▶ Source information
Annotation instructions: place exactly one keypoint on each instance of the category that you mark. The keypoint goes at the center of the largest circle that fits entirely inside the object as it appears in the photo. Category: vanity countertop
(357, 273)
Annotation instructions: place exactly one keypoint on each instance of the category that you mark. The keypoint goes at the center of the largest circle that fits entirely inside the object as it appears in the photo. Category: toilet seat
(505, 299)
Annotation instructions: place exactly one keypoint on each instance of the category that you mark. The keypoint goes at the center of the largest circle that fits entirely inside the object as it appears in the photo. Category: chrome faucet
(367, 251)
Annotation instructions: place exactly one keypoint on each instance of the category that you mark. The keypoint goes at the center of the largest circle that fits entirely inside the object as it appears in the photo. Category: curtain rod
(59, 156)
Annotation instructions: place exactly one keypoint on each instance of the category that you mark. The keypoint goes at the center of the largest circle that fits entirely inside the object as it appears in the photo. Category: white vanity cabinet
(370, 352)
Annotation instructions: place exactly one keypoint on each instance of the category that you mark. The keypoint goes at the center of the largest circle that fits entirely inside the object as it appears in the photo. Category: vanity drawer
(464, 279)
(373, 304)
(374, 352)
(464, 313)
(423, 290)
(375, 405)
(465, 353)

▶ What this task involves
Beginning with the line that contains "Category: vanity drawer", return every line through the end of the data above, exactly as written.

▶ Solution for this exercise
Annotation instructions: place exactly one keypoint on each instance of the category that you mark. The keypoint goes at the center of the largest circle that fits entirely inside the object as it appears in the photo. Category: vanity drawer
(464, 279)
(373, 304)
(374, 352)
(464, 313)
(423, 290)
(375, 405)
(465, 353)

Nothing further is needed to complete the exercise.